-- EXERCISES TO COMPLETE --
1. Translate this sentence from the passage on the Ormond titles into Spanish: "The name Ormond originates from Ormond Castle at Avoch in the Black Isle, held by the Douglas family."
2. Extend the passage on the Ormond titles beyond its final entry, keeping its style and format.

[Opening EXCERPTED PASSAGE section]

Earl of Ormond was a title twice created in the Peerage of Scotland, both times for members of the Douglas family. The related title Marquess of Ormond was created twice in the Peerage of Scotland for members of the House of Stuart.

The name Ormond originates from Ormond Castle at Avoch in the Black Isle, held by the Douglas family.

==Douglas Earls of Ormond==

The first creation of the earldom was in 1445 for the soldier Hugh Douglas, a younger brother of the 8th and 9th Earls of Douglas. Following the assassination of his brother the 8th Earl of Douglas by King James II, Ormond and his brothers renounced their allegiance to the crown and went into open rebellion. In 1455, Ormond was defeated by Royal forces at the Battle of Arkinholm and captured, tried for treason and executed, with his earldom forfeiting back to the crown.

The second creation of the earldom was in 1651 for the Master of Douglas, the eldest son & heir of the Marquess of Douglas, with a special remainder to the heirs male of his second marriage. The title became extinct in 1715.

==Stuart Marquesses of Ormond==

The first creation of the marquessate was in 1476 for James III's second son upon his baptism. In 1488 the Marquess of Ormond was created Duke of Ross, the titles were held concurrently until his death in 1504.

The marquessate was created a second time in 1600 as a subsidiary title for the future King Charles I, the Duke of Albany. The title merged with the crown in 1625.

==Earls of Ormond; First creation (1445)==
- Hugh Douglas, Earl of Ormond (d. 1455) (forfeit 1455)

[Closing EXCERPTED PASSAGE section]
[Opening EXCERPTED RECORDS section]

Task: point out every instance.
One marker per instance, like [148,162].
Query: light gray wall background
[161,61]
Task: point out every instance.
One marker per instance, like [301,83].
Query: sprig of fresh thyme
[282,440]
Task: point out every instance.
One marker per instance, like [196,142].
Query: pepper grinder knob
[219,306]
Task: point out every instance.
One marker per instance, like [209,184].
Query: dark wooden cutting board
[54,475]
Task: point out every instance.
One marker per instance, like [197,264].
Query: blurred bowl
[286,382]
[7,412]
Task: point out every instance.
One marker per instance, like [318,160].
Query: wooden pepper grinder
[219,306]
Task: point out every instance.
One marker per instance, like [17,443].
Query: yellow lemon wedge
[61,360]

[Closing EXCERPTED RECORDS section]

-- ACTIVITY ANSWERS --
1. El nombre Ormond procede del castillo de Ormond, en Avoch, en la Black Isle, que estaba en manos de la familia Douglas.

2.
==Marquesses of Ormond; First creation (1476)==
- James Stewart, Duke of Ross and Marquess of Ormond (1476–1504), Earl of Ross from 1481 and Duke of Ross from 1488.

==Marquesses of Ormond; Second creation (1600)==
- Charles Stuart, Duke of Albany and Marquess of Ormond (1600–1649), merged with crown 1625.

==Earls of Ormond; Second creation (1651)==
The subsidiary title of this Earldom was Lord Bothwell and Hartside (Peerage of Scotland, 1651).

- Archibald Douglas, Earl of Angus and 1st Earl of Ormond (c. 1609–1655), son of the 1st Marquess of Douglas.

On the earl's death, the earldom passed to his younger son, who was also created Earl of Forfar in 1661, with the subsidiary title, Lord Wandell and Hartside (Peerage of Scotland, 1661).

- Archibald Douglas, 1st Earl of Forfar and 2nd Earl of Ormond (1653–1712), younger son of the 1st Earl of Ormond.
- Archibald Douglas, 2nd Earl of Forfar and 3rd Earl of Ormond (1692–1715) On his death without issue in 1715, both earldoms became extinct.